## begin INPUT DATA
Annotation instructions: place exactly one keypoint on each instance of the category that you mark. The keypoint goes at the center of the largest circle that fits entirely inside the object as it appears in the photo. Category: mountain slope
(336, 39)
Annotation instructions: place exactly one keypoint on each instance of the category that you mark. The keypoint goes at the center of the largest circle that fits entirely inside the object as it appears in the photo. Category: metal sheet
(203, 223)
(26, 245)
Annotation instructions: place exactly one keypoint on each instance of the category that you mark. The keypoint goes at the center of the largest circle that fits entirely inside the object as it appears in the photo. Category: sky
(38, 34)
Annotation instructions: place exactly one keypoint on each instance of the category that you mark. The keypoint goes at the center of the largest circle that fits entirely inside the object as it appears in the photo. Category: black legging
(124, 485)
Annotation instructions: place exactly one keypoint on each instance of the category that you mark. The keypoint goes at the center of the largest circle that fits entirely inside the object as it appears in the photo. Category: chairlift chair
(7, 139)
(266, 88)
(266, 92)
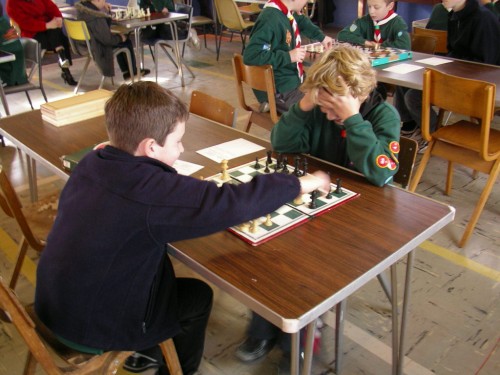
## end INPUT DATA
Count the lines in the data above that contain the word "Category". Reply with the number alone.

5